▶ WHAT IS REQUIRED
Copy the records that follow without changing a single line.

▶ SUPPLIED ENTRIES
-=-=-=-=-
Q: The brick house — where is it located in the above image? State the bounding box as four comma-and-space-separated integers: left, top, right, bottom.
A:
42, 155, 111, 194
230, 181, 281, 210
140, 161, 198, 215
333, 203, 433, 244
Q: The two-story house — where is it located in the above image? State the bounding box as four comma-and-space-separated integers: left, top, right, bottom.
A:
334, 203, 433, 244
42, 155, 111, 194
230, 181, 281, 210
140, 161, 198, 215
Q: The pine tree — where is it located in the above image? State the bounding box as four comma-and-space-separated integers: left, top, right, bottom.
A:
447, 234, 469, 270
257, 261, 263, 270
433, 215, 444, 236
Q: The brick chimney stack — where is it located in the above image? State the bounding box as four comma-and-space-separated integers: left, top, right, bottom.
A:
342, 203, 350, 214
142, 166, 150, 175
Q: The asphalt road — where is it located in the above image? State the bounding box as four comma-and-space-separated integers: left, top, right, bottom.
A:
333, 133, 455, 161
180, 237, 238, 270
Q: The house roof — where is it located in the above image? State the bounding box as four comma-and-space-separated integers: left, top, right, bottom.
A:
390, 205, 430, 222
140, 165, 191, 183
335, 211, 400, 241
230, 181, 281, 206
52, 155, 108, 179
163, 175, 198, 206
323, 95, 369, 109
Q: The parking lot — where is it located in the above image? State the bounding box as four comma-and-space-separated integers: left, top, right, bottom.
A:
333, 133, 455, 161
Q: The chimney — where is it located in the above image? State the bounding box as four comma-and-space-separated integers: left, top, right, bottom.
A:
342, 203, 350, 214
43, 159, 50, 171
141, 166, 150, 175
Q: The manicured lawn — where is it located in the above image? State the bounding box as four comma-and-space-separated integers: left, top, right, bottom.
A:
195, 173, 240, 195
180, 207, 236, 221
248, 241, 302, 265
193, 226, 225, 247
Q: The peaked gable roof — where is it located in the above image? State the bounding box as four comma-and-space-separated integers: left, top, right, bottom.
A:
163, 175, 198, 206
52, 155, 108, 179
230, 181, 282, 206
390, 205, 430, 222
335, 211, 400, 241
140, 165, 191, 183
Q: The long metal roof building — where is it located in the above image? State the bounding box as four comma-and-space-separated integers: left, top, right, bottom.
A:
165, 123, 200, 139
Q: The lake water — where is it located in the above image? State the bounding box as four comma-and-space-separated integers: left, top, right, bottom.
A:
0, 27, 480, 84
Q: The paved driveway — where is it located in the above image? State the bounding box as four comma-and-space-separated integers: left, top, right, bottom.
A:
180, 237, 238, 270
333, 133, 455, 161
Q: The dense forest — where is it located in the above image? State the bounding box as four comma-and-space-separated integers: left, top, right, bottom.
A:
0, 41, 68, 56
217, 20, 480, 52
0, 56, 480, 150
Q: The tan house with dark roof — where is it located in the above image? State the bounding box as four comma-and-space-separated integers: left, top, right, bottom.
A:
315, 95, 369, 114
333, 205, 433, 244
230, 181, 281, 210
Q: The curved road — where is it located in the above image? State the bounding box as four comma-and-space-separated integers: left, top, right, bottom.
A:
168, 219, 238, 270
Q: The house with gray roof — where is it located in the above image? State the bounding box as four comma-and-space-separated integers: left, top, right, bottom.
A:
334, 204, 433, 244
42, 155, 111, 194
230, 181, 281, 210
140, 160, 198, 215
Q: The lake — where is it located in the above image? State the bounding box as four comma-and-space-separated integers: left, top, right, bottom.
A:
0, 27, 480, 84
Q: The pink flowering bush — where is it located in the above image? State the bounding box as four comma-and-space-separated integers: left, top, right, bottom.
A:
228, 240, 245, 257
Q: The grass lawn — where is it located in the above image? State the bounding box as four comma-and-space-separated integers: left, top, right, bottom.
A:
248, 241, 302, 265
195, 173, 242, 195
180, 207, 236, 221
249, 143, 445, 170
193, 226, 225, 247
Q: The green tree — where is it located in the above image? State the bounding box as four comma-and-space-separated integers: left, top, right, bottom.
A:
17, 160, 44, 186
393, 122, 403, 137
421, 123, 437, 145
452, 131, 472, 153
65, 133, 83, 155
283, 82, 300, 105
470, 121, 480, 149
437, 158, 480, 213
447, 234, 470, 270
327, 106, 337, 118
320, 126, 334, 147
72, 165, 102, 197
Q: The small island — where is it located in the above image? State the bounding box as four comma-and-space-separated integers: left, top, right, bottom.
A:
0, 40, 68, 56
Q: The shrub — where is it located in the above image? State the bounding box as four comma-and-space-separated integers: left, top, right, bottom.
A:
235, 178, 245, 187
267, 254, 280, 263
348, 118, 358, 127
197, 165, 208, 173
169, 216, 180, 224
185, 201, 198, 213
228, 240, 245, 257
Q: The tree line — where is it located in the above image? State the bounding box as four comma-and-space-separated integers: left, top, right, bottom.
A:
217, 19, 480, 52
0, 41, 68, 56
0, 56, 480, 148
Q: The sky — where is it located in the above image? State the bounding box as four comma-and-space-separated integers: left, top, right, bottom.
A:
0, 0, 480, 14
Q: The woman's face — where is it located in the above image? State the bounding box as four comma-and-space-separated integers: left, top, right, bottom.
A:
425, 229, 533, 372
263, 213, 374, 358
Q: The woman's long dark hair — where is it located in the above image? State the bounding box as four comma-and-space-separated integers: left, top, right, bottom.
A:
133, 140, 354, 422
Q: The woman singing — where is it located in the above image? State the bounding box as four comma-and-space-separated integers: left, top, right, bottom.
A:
-=-=-=-=-
▶ ANSWER FOR THE TASK
Q: The brick house — where is it located in the above image? State the bounding box as four comma-and-space-separated integers: left, top, right, bottom.
A:
42, 155, 111, 194
230, 181, 281, 210
140, 161, 198, 215
333, 203, 433, 244
Q: The two-story house — where is it located in the above image? State the bounding box as four comma-and-space-separated integers: left, top, right, bottom.
A:
334, 203, 433, 244
42, 155, 111, 194
230, 181, 281, 210
140, 161, 198, 215
Q: The pine tree — where is it located in the above image? State the bounding box as four comma-and-space-separated integers: left, top, right, bottom.
A:
447, 234, 469, 270
257, 261, 263, 270
433, 215, 444, 236
Q: The brick chimney stack — where is it located in the above image? State the bounding box as four comma-and-space-separated integers: left, top, right, bottom.
A:
342, 203, 350, 214
142, 166, 150, 175
Q: The asphalt road — where is it located in the above image? State the bounding box as four comma-and-space-separated integers: left, top, right, bottom.
A:
333, 133, 455, 161
180, 237, 238, 270
Q: The house roof — where is it located in the above image? State the bounding box as four comma-and-space-separated integers: left, top, right, bottom.
A:
390, 205, 430, 222
140, 165, 191, 183
335, 211, 400, 241
230, 181, 281, 206
52, 155, 108, 179
163, 175, 198, 206
323, 95, 369, 109
Q: The parking lot — where is it located in the above image? State the bounding box as four comma-and-space-separated integers: left, top, right, bottom.
A:
333, 133, 455, 161
Q: The chimney — where is it located in the above image? State the bounding box as four comma-and-space-separated integers: left, top, right, bottom.
A:
342, 203, 350, 214
43, 159, 50, 171
141, 166, 150, 175
Q: The manicured lawn — where is it located in the above image? State the bounding box as four comma-and-space-separated integers: left, top, right, bottom.
A:
195, 173, 240, 195
180, 207, 236, 221
248, 241, 302, 265
193, 226, 225, 247
Q: The peaked gable roof — where is it located in the above image? State the bounding box as four comma-and-space-separated integers: left, top, right, bottom.
A:
163, 175, 198, 206
52, 155, 108, 179
230, 181, 282, 206
390, 205, 430, 222
335, 211, 400, 241
140, 165, 191, 183
Q: The long metal roof building — where is it located in the above image? State the bounding box as four comma-and-space-separated integers: left, top, right, bottom.
A:
165, 123, 200, 139
Q: The lake water — where is it located in the above image? State the bounding box as four comma-and-space-separated integers: left, top, right, bottom.
A:
0, 27, 480, 84
Q: The paved driveway — where is it located in the above image? State the bounding box as four comma-and-space-separated integers: left, top, right, bottom.
A:
180, 237, 238, 270
333, 133, 455, 161
Q: The dense forest — where is it located in the above image? State the bounding box as four comma-and-space-separated integers: left, top, right, bottom.
A:
0, 41, 68, 56
217, 20, 480, 52
0, 56, 480, 150
Q: The tan house with dark roof — where is it located in the above image? State the bounding box as four comma-and-space-separated integers: left, top, right, bottom.
A:
315, 95, 369, 114
333, 205, 433, 244
230, 181, 281, 210
Q: The curved road — where is it located in the above image? State the bounding box as four comma-and-space-separated integers: left, top, right, bottom.
A:
168, 219, 238, 270
Q: The house with gray roof — where is it located in the above image? State the bounding box as four comma-and-space-separated integers: left, top, right, bottom.
A:
334, 204, 433, 244
42, 155, 111, 194
230, 181, 281, 210
140, 160, 198, 215
Q: The lake — where is it located in the above image? State the bounding box as four comma-and-space-separated integers: left, top, right, bottom.
A:
0, 27, 480, 84
Q: The pink flowering bush — where is it located in the above image? State the bounding box as four comma-and-space-separated integers: left, top, right, bottom.
A:
228, 240, 245, 257
Q: The grass lawn — where is it located in the above image? State the bounding box as four comma-and-space-separated integers: left, top, right, bottom.
A:
248, 241, 302, 265
195, 173, 242, 195
180, 207, 236, 221
249, 143, 445, 170
193, 226, 225, 247
Q: The green tree — where is it located in the above image? State the bounding box as four comma-and-space-separated integers: left, top, right, bottom.
A:
17, 160, 44, 186
393, 122, 403, 137
421, 123, 437, 145
452, 131, 472, 153
65, 133, 83, 155
283, 82, 300, 105
470, 121, 480, 149
437, 158, 480, 213
447, 234, 470, 270
327, 106, 337, 118
320, 126, 334, 147
72, 165, 102, 197
Q: The small island — where is it located in the above image? State the bounding box as four comma-and-space-separated integers: left, top, right, bottom.
A:
0, 40, 68, 56
Q: The shrub — where is it located in the above image? State the bounding box as four comma-and-space-separated integers: left, top, right, bottom.
A:
235, 178, 245, 187
267, 254, 280, 263
348, 118, 358, 127
197, 165, 208, 173
169, 216, 180, 224
185, 201, 198, 213
228, 240, 245, 257
Q: The tree line — where is it located in the above image? State the bounding box as four comma-and-space-separated integers: left, top, right, bottom.
A:
217, 19, 480, 52
0, 41, 68, 56
0, 56, 480, 148
Q: The sky — where is it located in the above image? State the bounding box as four comma-and-space-separated integers: left, top, right, bottom.
A:
0, 0, 480, 14
Q: The woman's face — where is it located in the above image? State the bounding box as four comma-and-space-separated integers: left, top, right, bottom.
A:
425, 229, 533, 372
263, 213, 374, 358
Q: The woman's long dark hair — where is it located in the above image? State the bounding box as four comma-and-space-separated integers: left, top, right, bottom.
A:
133, 140, 354, 422
Q: The woman singing — where is it located in the above image? State the bounding box as four comma-and-space-separated integers: left, top, right, bottom.
A:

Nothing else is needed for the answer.